** Opening Information shown block **

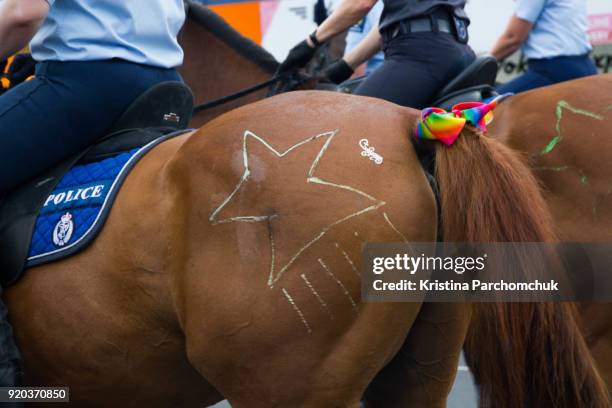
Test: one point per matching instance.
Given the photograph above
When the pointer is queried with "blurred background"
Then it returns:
(278, 25)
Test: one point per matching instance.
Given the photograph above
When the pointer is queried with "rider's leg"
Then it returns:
(67, 107)
(550, 71)
(416, 67)
(525, 82)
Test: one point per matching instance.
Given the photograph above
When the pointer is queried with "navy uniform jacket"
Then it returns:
(398, 10)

** Closing Information shown block **

Transcribe each record exactly as it stands, setting aside any pictures.

◆ **Exercise response**:
Test: one point per matching instance.
Given the photograph above
When the pointer is queried with "blurred background"
Then it returns:
(278, 25)
Test: one point per matching instance.
Given the photograph above
When the pointer is queried with "rider's leg"
Then it returns:
(67, 107)
(550, 71)
(416, 67)
(525, 82)
Test: one point per matching instance.
Given the photograph above
When the pointer is queried with "navy uniform jacket"
Then it returns:
(398, 10)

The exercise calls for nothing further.